[begin MATERIAL PROVIDED]
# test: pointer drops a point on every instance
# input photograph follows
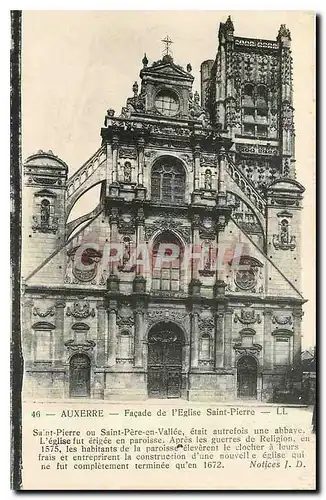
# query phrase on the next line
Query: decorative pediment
(43, 325)
(80, 327)
(80, 310)
(43, 314)
(247, 317)
(252, 350)
(85, 346)
(168, 69)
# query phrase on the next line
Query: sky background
(77, 64)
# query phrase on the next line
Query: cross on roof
(167, 41)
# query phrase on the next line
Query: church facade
(184, 281)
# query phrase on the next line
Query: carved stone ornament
(246, 279)
(165, 337)
(126, 224)
(150, 153)
(41, 226)
(205, 362)
(85, 346)
(206, 325)
(208, 161)
(282, 320)
(167, 224)
(128, 152)
(165, 315)
(247, 317)
(124, 361)
(89, 257)
(282, 243)
(80, 311)
(125, 321)
(43, 314)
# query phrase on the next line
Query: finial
(145, 60)
(284, 32)
(167, 41)
(229, 24)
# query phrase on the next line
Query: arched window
(205, 347)
(166, 263)
(255, 110)
(168, 181)
(124, 350)
(45, 212)
(208, 180)
(261, 97)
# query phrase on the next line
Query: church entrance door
(247, 377)
(79, 383)
(165, 343)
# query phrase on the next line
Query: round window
(167, 103)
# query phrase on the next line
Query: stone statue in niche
(45, 212)
(283, 241)
(127, 171)
(208, 180)
(126, 250)
(284, 233)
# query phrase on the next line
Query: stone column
(140, 234)
(297, 318)
(195, 264)
(228, 339)
(114, 218)
(268, 360)
(112, 333)
(197, 167)
(139, 335)
(140, 175)
(194, 342)
(101, 340)
(115, 147)
(59, 347)
(109, 165)
(219, 340)
(28, 332)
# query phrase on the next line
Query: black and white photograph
(168, 214)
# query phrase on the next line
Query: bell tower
(44, 177)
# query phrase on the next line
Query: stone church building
(212, 172)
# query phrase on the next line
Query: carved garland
(247, 317)
(43, 314)
(80, 311)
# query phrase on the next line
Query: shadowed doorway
(79, 376)
(247, 377)
(165, 342)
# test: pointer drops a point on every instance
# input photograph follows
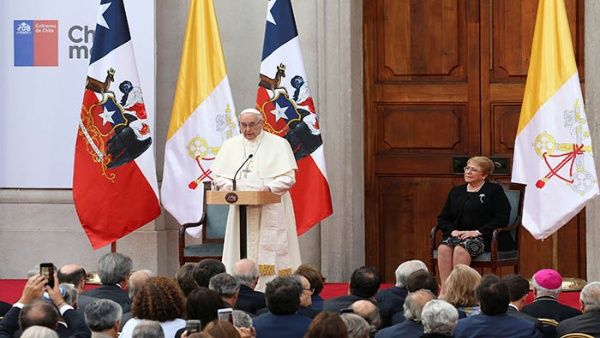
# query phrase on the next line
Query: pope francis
(272, 237)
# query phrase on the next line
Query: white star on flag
(279, 112)
(107, 116)
(101, 20)
(269, 14)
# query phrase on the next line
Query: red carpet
(10, 291)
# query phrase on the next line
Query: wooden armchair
(495, 258)
(213, 221)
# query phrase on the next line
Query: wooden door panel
(421, 39)
(440, 128)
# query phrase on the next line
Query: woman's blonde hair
(486, 165)
(461, 285)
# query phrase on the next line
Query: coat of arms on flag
(553, 151)
(283, 98)
(114, 178)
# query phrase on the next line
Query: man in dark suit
(283, 300)
(390, 301)
(76, 275)
(103, 317)
(547, 285)
(364, 283)
(114, 270)
(413, 307)
(589, 321)
(493, 321)
(227, 286)
(246, 271)
(30, 310)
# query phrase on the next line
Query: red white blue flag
(114, 179)
(285, 102)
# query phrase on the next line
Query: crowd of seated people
(140, 304)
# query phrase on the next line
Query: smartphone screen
(192, 326)
(225, 314)
(47, 270)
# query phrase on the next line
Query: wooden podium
(242, 199)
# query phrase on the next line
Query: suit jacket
(112, 292)
(588, 322)
(390, 301)
(4, 307)
(408, 329)
(338, 303)
(249, 300)
(548, 307)
(75, 321)
(497, 326)
(269, 325)
(484, 210)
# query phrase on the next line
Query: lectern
(242, 199)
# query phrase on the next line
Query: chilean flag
(114, 179)
(284, 100)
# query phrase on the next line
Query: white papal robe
(272, 236)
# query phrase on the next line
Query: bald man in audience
(249, 300)
(76, 275)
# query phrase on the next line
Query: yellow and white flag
(203, 116)
(553, 148)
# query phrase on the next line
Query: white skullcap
(251, 111)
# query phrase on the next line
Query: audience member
(316, 280)
(461, 286)
(364, 283)
(439, 319)
(391, 301)
(369, 311)
(159, 299)
(203, 304)
(589, 321)
(249, 300)
(283, 300)
(76, 275)
(357, 326)
(418, 280)
(411, 327)
(136, 282)
(221, 329)
(148, 329)
(185, 278)
(37, 331)
(305, 298)
(243, 322)
(547, 285)
(206, 269)
(227, 286)
(103, 317)
(518, 289)
(30, 310)
(114, 270)
(494, 298)
(327, 325)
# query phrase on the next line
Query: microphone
(238, 171)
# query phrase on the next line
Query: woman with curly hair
(460, 290)
(160, 299)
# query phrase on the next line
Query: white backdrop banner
(43, 66)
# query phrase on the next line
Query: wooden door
(444, 81)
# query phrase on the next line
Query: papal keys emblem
(565, 161)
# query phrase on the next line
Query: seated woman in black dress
(470, 215)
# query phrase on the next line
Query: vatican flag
(553, 148)
(203, 116)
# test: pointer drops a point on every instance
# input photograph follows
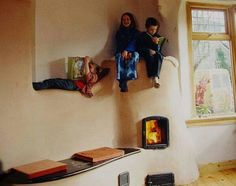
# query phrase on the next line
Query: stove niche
(155, 132)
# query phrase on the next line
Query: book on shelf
(40, 168)
(99, 154)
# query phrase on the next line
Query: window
(211, 45)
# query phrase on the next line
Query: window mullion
(210, 36)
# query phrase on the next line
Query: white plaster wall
(214, 143)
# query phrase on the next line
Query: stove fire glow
(155, 132)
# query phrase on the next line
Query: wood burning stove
(155, 132)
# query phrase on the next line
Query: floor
(220, 178)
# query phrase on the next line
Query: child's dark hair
(132, 24)
(151, 21)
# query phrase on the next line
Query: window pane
(212, 78)
(208, 21)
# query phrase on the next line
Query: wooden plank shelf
(74, 167)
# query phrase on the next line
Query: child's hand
(152, 52)
(125, 54)
(155, 40)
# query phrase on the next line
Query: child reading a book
(149, 47)
(83, 85)
(126, 56)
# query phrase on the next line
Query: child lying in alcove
(93, 73)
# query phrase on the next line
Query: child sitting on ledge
(92, 76)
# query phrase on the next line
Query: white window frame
(229, 35)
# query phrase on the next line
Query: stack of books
(40, 168)
(100, 154)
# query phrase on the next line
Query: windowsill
(217, 120)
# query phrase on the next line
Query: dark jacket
(144, 43)
(126, 40)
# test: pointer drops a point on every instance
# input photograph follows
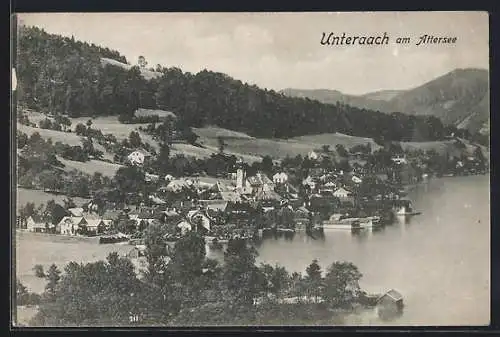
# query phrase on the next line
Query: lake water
(439, 260)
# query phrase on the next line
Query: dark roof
(37, 218)
(259, 179)
(395, 295)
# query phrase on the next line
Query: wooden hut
(390, 305)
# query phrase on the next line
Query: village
(351, 195)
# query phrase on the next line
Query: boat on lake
(404, 208)
(338, 221)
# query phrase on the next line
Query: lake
(439, 260)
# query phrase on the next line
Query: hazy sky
(280, 50)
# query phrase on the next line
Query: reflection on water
(438, 260)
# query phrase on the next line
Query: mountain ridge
(457, 96)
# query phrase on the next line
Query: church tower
(240, 174)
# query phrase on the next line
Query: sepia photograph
(203, 169)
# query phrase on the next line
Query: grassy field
(46, 249)
(147, 74)
(69, 138)
(24, 315)
(333, 139)
(25, 195)
(91, 166)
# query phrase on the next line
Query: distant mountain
(460, 97)
(334, 96)
(382, 95)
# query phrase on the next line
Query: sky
(283, 50)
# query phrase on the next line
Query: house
(34, 223)
(161, 114)
(138, 157)
(390, 304)
(342, 193)
(356, 179)
(280, 178)
(93, 226)
(71, 225)
(399, 160)
(151, 177)
(256, 183)
(110, 216)
(136, 252)
(309, 182)
(184, 226)
(198, 218)
(76, 212)
(312, 155)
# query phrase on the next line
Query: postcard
(251, 169)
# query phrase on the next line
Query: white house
(309, 181)
(399, 160)
(312, 155)
(76, 211)
(357, 179)
(34, 223)
(184, 226)
(342, 193)
(198, 217)
(280, 178)
(136, 158)
(69, 225)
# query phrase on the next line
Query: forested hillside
(60, 75)
(460, 98)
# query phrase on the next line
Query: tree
(135, 139)
(53, 276)
(55, 212)
(221, 144)
(81, 129)
(313, 279)
(142, 62)
(277, 279)
(38, 269)
(69, 203)
(341, 151)
(27, 211)
(240, 274)
(342, 284)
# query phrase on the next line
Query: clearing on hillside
(92, 166)
(25, 195)
(146, 73)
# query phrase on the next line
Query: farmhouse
(162, 114)
(71, 225)
(138, 157)
(280, 178)
(34, 223)
(390, 304)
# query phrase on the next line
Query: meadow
(38, 197)
(46, 249)
(92, 166)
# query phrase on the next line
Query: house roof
(267, 195)
(341, 190)
(259, 179)
(93, 222)
(36, 218)
(76, 211)
(395, 295)
(111, 215)
(150, 112)
(230, 196)
(72, 219)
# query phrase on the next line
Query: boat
(406, 211)
(337, 221)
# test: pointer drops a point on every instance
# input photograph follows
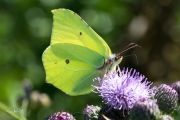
[end MATERIAL PROVIDED]
DIRECTION — Count the lines above that contain the word "hillside", matching case exactly, and reply with the number only.

FINISHED TASK — 2